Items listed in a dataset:
»»

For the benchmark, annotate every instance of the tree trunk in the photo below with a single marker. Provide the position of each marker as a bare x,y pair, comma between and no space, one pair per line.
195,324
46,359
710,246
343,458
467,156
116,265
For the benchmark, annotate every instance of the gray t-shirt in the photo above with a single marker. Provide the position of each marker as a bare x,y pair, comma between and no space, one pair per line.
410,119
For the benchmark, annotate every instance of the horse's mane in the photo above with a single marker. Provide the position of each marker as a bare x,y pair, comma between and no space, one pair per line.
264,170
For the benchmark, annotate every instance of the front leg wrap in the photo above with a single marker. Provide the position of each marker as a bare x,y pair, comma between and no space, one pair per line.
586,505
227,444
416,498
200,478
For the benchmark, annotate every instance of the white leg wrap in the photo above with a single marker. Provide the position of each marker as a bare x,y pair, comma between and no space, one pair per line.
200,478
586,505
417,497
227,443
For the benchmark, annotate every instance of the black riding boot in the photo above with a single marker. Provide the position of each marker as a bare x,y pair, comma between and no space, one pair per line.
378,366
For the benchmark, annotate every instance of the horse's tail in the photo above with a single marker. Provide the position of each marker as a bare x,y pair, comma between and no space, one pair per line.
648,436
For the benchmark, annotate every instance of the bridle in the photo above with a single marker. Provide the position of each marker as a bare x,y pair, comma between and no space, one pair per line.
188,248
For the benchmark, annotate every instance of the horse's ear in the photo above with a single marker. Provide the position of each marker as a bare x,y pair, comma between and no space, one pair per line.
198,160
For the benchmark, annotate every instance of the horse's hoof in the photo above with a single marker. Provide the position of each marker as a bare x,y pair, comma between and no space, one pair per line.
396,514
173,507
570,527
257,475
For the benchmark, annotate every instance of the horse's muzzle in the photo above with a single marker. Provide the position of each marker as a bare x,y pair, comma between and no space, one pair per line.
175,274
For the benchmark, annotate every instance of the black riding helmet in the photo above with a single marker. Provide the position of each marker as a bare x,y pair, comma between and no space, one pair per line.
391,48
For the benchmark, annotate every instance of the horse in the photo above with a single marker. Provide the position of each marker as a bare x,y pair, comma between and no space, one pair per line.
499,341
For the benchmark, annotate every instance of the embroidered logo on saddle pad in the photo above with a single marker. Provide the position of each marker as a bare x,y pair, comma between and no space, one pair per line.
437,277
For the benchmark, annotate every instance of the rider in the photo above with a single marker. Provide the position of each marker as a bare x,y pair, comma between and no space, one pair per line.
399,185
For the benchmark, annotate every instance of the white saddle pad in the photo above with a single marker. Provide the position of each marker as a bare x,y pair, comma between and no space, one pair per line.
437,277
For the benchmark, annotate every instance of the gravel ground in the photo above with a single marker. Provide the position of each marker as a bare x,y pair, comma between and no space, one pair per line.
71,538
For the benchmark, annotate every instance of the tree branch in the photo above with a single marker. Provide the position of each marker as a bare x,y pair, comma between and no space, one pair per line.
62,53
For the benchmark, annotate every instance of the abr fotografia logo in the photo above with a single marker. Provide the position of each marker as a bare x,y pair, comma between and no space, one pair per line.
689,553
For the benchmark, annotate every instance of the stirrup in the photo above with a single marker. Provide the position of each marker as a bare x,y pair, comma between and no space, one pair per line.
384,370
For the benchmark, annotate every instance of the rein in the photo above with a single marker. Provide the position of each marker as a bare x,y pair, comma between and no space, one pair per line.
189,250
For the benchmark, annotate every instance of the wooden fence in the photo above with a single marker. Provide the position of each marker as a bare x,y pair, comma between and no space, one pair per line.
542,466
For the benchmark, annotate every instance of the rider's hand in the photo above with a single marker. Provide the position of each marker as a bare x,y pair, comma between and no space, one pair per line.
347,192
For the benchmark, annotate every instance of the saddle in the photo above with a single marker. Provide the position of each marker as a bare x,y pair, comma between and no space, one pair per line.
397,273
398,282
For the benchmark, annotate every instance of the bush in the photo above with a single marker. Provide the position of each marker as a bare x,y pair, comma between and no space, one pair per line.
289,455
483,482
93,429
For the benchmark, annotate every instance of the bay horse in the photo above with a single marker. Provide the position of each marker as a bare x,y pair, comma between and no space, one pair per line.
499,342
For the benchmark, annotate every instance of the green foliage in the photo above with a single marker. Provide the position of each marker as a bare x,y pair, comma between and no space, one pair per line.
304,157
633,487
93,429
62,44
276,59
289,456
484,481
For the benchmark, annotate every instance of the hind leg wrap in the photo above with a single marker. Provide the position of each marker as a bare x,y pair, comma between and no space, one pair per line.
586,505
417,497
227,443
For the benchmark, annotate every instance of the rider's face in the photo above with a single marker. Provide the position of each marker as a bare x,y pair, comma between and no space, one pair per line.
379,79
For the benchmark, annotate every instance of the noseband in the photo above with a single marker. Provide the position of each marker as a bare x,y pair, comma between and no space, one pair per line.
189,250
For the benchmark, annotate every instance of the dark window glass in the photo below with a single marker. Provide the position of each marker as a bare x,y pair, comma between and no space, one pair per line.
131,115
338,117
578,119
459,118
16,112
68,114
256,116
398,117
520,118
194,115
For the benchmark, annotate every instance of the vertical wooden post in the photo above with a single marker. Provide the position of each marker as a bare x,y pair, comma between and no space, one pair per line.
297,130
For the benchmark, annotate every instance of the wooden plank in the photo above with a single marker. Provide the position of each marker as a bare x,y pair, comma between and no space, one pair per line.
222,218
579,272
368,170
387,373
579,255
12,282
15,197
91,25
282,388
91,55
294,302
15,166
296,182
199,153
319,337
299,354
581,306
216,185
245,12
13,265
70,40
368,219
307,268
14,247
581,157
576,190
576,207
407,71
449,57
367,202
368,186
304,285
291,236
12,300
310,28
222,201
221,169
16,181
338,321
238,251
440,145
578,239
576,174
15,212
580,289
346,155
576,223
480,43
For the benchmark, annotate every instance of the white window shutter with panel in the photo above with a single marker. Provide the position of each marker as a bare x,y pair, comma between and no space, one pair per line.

««

Task description: Each line of the material must be restated exactly.

Written reply:
For the benchmark, annotate every instance of the tree trunk in the photo below with a single marker. Provide the position of each marker as a bare x,y pair, comma between and no space, one pair per line.
195,324
46,359
710,246
343,458
467,156
116,265
For the benchmark, annotate every instance of the gray t-shirt in the photo above with a single marker. Provide the position of each marker as a bare x,y pair, comma between and no space, one pair per line.
410,119
For the benchmark, annotate every instance of the horse's mane in the photo above with a single marker. Provide the position of each marker as a bare x,y pair, comma between and no space, one pair per line.
264,170
For the benchmark, annotate every instance of the front leg wrap in the photo above with a single marker. Provide the position of each marker as a bare x,y pair, comma between and no space, one pair per line.
586,505
227,444
416,498
200,478
For the benchmark, annotate every instance of the white leg wrap in the photo above with a single marker. Provide the position of each marker as a bare x,y pair, comma between and no space, one pair per line.
200,478
586,505
417,497
227,443
For the benchmark, annotate every instance of the black riding boot in the photo above with a single marker. Provide the position of each marker as a bare x,y pair, comma between and no space, one pair per line.
378,366
For the benchmark, annotate every instance of the horse's tail in the photo above with a single marker. Provide the position of each marker as a bare x,y pair, comma between and no space, one pair per line.
648,436
For the benchmark, annotate every instance of the bridle in the photo above with a single marker. Provide the position of each marker as a bare x,y pair, comma between and no space, one pair per line.
188,248
For the benchmark, annotate every instance of the horse's ear in the photo above with a single marker. Provide the position of each marker as a bare x,y pair, comma between and no space, one pair per line.
198,160
For the benchmark, annotate every instance of the horse's hoof in the photo above with a single marker. Provide the position of each marker as a bare x,y pair, comma between and no space, one pair per line.
396,514
173,507
570,527
257,475
For the benchmark, annotate every instance of the horse's muzzle in the photo above with a single marker. Provide the position of each marker as a bare x,y pair, comma between and no space, one pair per line.
175,274
For the benchmark, annotate every instance of the black riding helmet in the photo above with a single marker. Provide the position of each marker as a bare x,y pair, comma between and no space, one pair per line.
391,48
For the benchmark, annotate every instance of the horse in the photo above with a single marker. Provide the position of each marker as a bare x,y pair, comma between and no space, one pair per line.
499,341
For the benchmark, annotate every instance of the embroidered logo on saddle pad in the photo above with a single marker. Provide the position of each marker as a bare x,y pair, comma between and no space, one pair per line.
437,277
For the benchmark, annotate every instance of the rider in the photo above with a single marker. Provide the position of each marker as a bare x,y pair, comma between and no space, one pair per line.
399,185
For the benchmark, annotate every instance of the white saddle pad in the photo above with a single marker. Provide the position of each marker as a bare x,y pair, comma between and no space, one pair per line.
437,277
For the benchmark, annotate every instance of the gravel ground in the photo above with a single marker. Provide the position of each marker as a bare x,y pair, comma between and no space, one pair per line.
71,538
For the benchmark, annotate every instance of the tree branch in the photo above with a single marker. Provide the position of each marker as a bare x,y pair, comma between and no space, one pair per line.
62,53
For the benchmark, annotate every instance of the abr fotografia logo in the photo above with a single marker. Provide the position of each marker as a bare x,y pair, comma between and no space, one pair per line.
689,553
For the benchmark, annotate every instance of the stirrup in the photo above with a single marker. Provide the position of each marker as a bare x,y pair, comma between and no space, one pair per line.
384,370
For the benchmark, annotate every instance of the rein in the photo above with a single marker. Provide the position of each marker as a bare x,y pair, comma between and no space, one pair per line.
189,250
For the benchmark, annotate every instance of the wooden fence in the photo above with a single marker. Provide the position of each marker as a bare x,y pair, comma between and no space, one pair per line.
542,466
For the benchmark, annotate every instance of the rider's hand in the photo above with a single marker. Provide the position of each marker as a bare x,y pair, comma between and no space, one pair per line.
347,192
For the benchmark, annotate every instance of the saddle in the photo above with a single marker. Provide the position of each marker as a bare x,y pair, comma between and no space, one pair per line.
397,273
398,282
For the benchmark, annotate every instance of the bush in the photo above with a single marker. Provide the position of each marker as a bare x,y pair, comma between and no space, one pair per line.
289,455
483,482
93,429
For the benchmark, annotate every instance of the bay horse in the photo above with a single marker. Provide the position of each marker as a bare x,y pair, comma between and no space, one pair per line.
499,342
For the benchmark, annotate every instance of the green foliage in the photo above with a single marker. Provide the position of each marker as a bare x,y pair, comma between and no space, one pair per line.
304,157
633,487
93,429
62,44
276,59
289,456
484,481
For the benchmark, annotate every instance of the hind leg wrap in the photo above with a single marker. Provide the position of each marker as a bare x,y pair, comma between and no space, one pair per line.
586,505
417,497
227,443
For the benchmark, annotate every instance of the rider's face in the photo above with a single marker. Provide the position of each marker as a bare x,y pair, comma between and no space, one pair per line.
379,79
For the benchmark, annotate every instance of the noseband in the photo above with a single marker. Provide the position of each marker as a bare x,y pair, comma between and no space, one pair per line.
189,250
For the benchmark, annotate every instance of the dark window glass in the photo below with a single marker. Provide the position of each marker as a bare x,y pair, comma between and no space, one pair per line.
131,115
338,117
578,119
459,118
16,112
68,114
256,116
398,117
520,118
194,115
For the benchmark, annotate every instance of the vertical wooden post in the photo above with a single marker. Provide the position of each marker as a bare x,y pair, comma between and no space, one pair per line.
297,130
For the benchmark, annotate every instance of the wooden plank in the photo above with a single marker. Provide the position of each marker as a bare x,y pair, comma between and no space, one pair per line.
222,218
579,272
368,170
387,373
579,255
12,282
15,197
91,25
282,388
91,55
294,302
15,166
296,182
199,153
319,337
299,354
581,306
216,185
245,12
13,265
70,40
368,219
307,268
14,247
581,157
576,190
576,207
407,71
449,57
367,202
368,186
304,285
291,236
12,300
310,28
222,201
221,169
16,181
338,321
238,251
440,145
578,239
576,174
15,212
580,289
346,155
576,223
480,43
For the benchmark, annotate every instance of the white window shutter with panel in the photo above with a single marker. Provide the position of each marker as a bare x,y pair, comma between and no space, one pair per line.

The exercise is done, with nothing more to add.